### Text shown

Maxwell v. McDaniels

Decision Date14 March 1912
Docket Number1,089,1,090.
Citation195 F. 426
PartiesMAXWELL et al. v. McDANIELS (two cases). In re GILLASPIE.
CourtU.S. Court of Appeals — Fourth Circuit

E. A Bowers, S. T. Spears, and D. H. Hill Arnold, for petitioners and appellants.

J. P Scott, A. M. Cunningham, and A. R. Stallings, for respondent and appellee.

Before PRITCHARD, Circuit Judge, and BOYD and ROSE, District Judges.

ROSE District Judge.

The same question is brought up both by the petition to review and by appeal. It is narrow. The petitioners and appellants are the trustee and certain creditors of C. D. Gillaspie, a bankrupt. For convenience they will be referred to briefly as the trustee. Gillaspie will be called the bankrupt.

######

**What you need to do:**
Resume the Maxwell v. McDaniels opinion after its last sentence and carry it forward. The records after this point are separate from the court opinion.

### Record excerpts

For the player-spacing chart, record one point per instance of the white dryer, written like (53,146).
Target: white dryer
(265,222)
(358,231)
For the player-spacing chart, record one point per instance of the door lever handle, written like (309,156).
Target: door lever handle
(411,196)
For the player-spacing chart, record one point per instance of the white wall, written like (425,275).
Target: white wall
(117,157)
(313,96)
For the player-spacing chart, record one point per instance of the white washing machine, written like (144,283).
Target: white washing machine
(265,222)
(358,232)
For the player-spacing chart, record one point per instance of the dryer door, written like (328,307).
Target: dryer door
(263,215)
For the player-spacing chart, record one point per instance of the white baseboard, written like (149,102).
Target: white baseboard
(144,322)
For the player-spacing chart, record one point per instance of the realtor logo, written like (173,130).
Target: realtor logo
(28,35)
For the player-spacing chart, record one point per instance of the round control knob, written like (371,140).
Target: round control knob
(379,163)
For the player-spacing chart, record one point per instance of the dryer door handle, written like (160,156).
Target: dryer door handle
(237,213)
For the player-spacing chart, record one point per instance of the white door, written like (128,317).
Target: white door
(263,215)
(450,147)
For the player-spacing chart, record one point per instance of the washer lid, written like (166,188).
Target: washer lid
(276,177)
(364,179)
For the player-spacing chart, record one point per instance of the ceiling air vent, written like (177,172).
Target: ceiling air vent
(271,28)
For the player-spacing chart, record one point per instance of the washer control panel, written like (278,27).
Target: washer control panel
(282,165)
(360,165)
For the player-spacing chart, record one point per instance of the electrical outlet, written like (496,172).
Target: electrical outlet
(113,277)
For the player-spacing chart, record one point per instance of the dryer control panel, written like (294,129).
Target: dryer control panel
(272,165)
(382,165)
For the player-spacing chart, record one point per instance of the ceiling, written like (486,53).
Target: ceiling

######
### Record excerpts

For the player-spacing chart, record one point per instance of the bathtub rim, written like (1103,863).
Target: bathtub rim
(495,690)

######

**Result:**
The appellee and respondent is the administratrix of Isaac McDaniels. She claims that her husband was a secured creditor. She succeeds to his rights. She and he will each be described as the creditor; it not being important to distinguish between them. At and before the 12th of May 1906, the bankrupt and certain other persons were engaged in the erection and furnishing of a hotel at Elkins. At the date named $10,000 was borrowed from the creditor for this purpose. For this sum a promissory note, payable four months after date, was given by the bankrupt and indorsed by the other parties. Subsequently, on the 15th of August, 1907, the other parties by deed conveyed their undivided two-thirds in the hotel and its furnishings to the bankrupt and to Minnie Mae Gillaspie. A part of the consideration for this deed was the assumption by the grantees therein 'of all notes now outstanding executed by the' other parties and the said bankrupt 'for money borrowed by them used in the construction, purchase of material, the payment of labor and furniture and fixtures of the hotel. ' The grantees entered into possession of the property conveyed by the deed. On December 5, 1907, the creditor presented his bill of complaint against the bankrupt and others in which he said that the deed before mentioned had been made in fraud of creditors of the bankrupt and his associates in the hotel enterprise. On that and other grounds it prayed for the appointment of a receiver of the property of the bankrupt. See Maxwell v. McDaniels, 184 F. 311, 106 C.C.A 453.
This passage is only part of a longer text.